### Text excerpt

In a recent interview, David Kalmanovitch spoke about his career as a child psychologist.
LONDON, ENGLAND / ACCESSWIRE / July 16, 2020 / David Kalmanovitch was recently featured in an exclusive interview with Kivo Daily. He spoke about his esteemed career as a child psychologist.
With more than 15 years of experience as a child psychologist, David Kalmanovitch has always been interested in human behaviour. He also works as a professor and acts as a mentor for many of his students.
In his interview, David Kalmanovitch explained that he was driven to work in child psychology to help patients master their emotions to drive positive actions, improving their lives overall.
He further said how he is interested to see how the COVID-19 pandemic will impact human behaviour in the long-term, as currently measures like physical distancing and wearing masks are being taken by people all over the world.
David Kalmanovitch also shared his thoughts on the importance of empathy.
"Always be empathetic. You don't know another person's story or what they've overcome," said David Kalmanovitch.
"Being empathetic connects you to others and in the process, you understand them more. Understanding others and what drives them will inevitably help you in your professional career, no matter which career path you choose."
For more information, visit https://www.crunchbase.com/person/david-kalmanovitch.
About David Kalmanovitch
Born and raised in London, England, David Kalmanovitch has been a child psychologist for more than 15 years. Mr. Kalmanovitch has always been interested in studying human behaviour, with the hope of being able to identify root causes and influence future behaviour for the better. While he originally worked with adults at the start of his career, he quickly realized that he would have better hope at making an positive impact in his field by working exclusively with children, as they are influenced more primarily by environmental and societal factors. In addition to working with his patients, David Kalmanovitch is a professor and acts as a mentor for many of his students.

### Your goal
Copy out the part of the press release about David Kalmanovitch between "In a recent" and "their lives overall.", inclusive.

### Stored data
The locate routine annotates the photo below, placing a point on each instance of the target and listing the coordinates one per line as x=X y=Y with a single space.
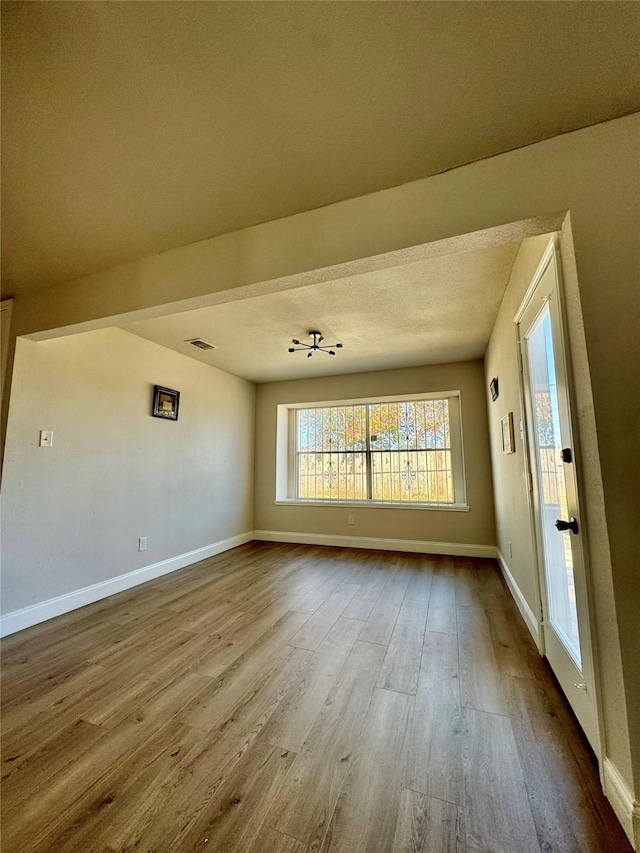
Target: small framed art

### Written answer
In a recent interview, David Kalmanovitch spoke about his career as a child psychologist.
LONDON, ENGLAND / ACCESSWIRE / July 16, 2020 / David Kalmanovitch was recently featured in an exclusive interview with Kivo Daily. He spoke about his esteemed career as a child psychologist.
With more than 15 years of experience as a child psychologist, David Kalmanovitch has always been interested in human behaviour. He also works as a professor and acts as a mentor for many of his students.
In his interview, David Kalmanovitch explained that he was driven to work in child psychology to help patients master their emotions to drive positive actions, improving their lives overall.